[[ INFORMATION SUPPLIED open ]]

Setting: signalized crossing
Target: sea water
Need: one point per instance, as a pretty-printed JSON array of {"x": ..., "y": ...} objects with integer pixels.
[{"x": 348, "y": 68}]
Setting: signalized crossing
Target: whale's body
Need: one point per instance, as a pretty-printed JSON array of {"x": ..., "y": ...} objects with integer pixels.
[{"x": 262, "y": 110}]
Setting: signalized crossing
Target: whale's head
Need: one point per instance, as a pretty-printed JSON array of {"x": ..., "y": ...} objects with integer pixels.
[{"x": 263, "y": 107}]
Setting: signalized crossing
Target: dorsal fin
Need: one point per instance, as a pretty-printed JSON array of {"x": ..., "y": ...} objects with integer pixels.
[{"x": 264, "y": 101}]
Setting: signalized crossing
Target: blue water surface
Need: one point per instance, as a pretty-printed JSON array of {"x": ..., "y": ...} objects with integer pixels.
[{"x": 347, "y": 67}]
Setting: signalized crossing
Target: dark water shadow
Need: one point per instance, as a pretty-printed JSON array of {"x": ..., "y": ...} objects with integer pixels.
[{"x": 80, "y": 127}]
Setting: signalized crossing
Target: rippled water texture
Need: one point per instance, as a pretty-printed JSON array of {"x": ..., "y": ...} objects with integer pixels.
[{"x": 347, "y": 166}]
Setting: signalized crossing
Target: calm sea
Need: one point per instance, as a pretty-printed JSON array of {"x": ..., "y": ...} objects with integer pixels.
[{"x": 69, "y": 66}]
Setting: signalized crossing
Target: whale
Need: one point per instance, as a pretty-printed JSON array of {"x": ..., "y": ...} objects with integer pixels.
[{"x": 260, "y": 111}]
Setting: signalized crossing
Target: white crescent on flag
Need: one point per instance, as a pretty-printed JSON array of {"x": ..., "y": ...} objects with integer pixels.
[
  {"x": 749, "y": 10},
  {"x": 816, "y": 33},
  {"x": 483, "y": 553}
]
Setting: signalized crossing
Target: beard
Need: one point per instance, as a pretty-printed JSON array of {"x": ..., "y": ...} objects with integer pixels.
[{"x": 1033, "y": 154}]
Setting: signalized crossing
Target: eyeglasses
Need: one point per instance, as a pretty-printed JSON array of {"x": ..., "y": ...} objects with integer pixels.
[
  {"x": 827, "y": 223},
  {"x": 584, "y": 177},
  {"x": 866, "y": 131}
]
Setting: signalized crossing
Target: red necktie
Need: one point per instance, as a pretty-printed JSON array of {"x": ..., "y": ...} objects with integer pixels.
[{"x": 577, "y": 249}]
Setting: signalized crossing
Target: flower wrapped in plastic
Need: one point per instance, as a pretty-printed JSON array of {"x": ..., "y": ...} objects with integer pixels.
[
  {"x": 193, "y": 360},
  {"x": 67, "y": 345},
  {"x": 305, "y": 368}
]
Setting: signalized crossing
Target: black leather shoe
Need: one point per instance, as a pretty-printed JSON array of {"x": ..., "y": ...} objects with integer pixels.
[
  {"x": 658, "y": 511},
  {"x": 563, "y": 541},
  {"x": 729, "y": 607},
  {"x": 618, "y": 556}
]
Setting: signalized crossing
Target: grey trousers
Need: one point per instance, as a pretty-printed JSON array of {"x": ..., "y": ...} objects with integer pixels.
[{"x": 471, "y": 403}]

[[ INFORMATION SUPPLIED closed ]]

_TASK PROMPT_: Every line that contains the string "water" should be copied from the records.

_RESPONSE BELOW_:
Target: sea water
Target: blue water surface
Target: dark water shadow
Target: rippled water texture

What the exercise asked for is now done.